課題: 以下のデータで、文字列「blue」を含む行はどれですか？該当する行をすべて選び出し、そのまま書き写してください。大文字と小文字は区別します。

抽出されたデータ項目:
===

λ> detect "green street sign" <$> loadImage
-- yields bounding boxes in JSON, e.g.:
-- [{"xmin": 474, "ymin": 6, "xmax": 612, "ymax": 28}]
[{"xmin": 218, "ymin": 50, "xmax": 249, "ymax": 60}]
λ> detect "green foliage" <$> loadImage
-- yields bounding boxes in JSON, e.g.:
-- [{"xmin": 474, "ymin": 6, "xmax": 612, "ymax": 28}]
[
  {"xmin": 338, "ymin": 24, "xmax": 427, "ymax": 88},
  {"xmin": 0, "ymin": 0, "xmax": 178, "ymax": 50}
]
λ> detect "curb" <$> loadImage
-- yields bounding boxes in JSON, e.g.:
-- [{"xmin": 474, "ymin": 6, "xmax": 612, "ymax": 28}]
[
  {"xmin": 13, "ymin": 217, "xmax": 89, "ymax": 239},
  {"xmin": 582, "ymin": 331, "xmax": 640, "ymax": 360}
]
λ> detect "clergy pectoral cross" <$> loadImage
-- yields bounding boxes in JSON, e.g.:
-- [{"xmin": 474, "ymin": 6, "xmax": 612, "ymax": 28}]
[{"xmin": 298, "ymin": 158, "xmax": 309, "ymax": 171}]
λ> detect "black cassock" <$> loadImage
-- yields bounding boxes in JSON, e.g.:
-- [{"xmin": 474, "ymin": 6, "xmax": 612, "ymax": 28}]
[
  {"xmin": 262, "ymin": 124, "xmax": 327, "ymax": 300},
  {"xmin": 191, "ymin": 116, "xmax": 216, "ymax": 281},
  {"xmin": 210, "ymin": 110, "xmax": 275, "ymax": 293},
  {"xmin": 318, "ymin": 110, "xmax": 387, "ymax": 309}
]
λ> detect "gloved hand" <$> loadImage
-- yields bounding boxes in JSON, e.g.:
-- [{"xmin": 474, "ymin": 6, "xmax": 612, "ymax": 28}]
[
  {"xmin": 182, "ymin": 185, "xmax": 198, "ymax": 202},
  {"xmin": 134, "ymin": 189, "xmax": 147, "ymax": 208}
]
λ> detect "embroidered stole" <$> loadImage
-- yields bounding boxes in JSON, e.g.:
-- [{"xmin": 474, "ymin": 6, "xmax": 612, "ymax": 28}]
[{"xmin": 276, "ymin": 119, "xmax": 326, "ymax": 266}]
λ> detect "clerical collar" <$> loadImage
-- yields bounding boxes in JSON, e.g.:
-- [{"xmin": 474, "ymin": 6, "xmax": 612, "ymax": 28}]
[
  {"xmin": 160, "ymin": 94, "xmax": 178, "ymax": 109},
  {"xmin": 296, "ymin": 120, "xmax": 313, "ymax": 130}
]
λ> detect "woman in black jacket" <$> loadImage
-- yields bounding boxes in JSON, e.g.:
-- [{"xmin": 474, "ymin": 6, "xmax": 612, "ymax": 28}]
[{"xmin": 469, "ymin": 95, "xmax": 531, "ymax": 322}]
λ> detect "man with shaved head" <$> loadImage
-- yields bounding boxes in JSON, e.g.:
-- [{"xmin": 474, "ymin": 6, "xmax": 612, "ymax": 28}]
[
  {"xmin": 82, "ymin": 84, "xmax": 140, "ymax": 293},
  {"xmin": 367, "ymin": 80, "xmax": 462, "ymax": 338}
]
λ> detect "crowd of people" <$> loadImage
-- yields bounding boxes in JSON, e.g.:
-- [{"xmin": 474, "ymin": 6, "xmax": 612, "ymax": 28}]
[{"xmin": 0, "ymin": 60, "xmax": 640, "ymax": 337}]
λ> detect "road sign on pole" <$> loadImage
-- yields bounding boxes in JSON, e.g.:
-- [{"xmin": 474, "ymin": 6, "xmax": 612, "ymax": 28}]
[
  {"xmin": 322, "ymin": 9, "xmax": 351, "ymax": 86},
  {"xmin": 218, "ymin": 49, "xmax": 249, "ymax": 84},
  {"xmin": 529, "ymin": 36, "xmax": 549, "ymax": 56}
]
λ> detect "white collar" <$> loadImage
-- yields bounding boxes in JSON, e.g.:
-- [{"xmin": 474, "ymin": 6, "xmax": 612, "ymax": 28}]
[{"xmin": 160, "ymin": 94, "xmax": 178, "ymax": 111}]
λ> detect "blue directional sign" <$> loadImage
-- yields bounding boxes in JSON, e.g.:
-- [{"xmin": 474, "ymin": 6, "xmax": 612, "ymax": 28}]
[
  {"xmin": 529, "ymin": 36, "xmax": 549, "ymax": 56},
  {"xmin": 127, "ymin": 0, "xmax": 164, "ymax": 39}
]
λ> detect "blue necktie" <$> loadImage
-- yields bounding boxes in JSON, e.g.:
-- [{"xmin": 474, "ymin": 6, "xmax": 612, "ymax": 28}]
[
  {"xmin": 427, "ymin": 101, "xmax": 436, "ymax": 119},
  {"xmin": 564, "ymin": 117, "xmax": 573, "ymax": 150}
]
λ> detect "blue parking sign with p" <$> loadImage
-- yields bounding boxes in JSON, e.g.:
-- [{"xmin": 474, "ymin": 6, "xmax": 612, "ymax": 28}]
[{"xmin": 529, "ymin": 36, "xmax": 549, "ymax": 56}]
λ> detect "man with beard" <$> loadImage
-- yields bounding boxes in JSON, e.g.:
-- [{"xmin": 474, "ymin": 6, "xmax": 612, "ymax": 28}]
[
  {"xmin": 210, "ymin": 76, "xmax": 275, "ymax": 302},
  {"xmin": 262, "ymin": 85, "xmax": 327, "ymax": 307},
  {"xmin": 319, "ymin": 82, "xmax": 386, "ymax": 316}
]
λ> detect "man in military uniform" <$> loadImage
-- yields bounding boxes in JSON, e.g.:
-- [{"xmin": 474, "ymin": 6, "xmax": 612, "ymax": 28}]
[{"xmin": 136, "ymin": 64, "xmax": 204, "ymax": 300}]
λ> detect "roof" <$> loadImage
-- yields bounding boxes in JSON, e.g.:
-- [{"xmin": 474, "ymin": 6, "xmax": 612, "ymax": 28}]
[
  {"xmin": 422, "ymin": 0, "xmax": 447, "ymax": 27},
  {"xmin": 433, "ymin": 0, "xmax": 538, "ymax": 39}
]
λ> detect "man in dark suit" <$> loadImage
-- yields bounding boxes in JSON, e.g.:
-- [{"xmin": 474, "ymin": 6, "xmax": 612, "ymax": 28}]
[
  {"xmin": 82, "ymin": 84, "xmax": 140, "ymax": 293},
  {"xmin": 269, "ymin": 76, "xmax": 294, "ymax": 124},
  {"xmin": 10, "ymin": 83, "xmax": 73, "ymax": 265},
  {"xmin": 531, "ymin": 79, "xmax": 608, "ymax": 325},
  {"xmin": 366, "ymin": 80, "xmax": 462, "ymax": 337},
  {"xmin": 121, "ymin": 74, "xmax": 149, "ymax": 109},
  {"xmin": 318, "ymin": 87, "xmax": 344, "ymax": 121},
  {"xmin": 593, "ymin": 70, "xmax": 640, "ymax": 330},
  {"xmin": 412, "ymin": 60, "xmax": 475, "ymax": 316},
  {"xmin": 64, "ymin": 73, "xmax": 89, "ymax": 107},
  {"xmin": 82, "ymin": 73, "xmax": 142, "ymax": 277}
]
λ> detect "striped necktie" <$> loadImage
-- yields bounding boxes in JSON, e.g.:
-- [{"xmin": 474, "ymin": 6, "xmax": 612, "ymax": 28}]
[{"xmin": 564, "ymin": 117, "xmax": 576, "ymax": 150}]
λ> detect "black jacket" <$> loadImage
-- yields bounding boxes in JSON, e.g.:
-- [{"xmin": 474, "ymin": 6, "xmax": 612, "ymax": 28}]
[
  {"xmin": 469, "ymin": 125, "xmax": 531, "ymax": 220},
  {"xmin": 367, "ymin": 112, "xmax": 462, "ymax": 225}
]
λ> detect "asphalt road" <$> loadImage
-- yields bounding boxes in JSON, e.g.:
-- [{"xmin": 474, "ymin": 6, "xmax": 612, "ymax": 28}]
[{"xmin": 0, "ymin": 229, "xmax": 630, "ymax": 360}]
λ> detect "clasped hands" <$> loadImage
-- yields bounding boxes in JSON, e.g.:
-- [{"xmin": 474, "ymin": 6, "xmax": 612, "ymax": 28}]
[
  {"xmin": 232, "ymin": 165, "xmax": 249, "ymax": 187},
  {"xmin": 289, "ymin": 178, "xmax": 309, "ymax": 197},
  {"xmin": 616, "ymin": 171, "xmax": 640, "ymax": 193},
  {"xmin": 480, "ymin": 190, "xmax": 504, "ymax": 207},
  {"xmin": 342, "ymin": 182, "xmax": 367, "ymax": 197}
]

===

解答例:
λ> detect "blue directional sign" <$> loadImage
λ> detect "blue necktie" <$> loadImage
λ> detect "blue parking sign with p" <$> loadImage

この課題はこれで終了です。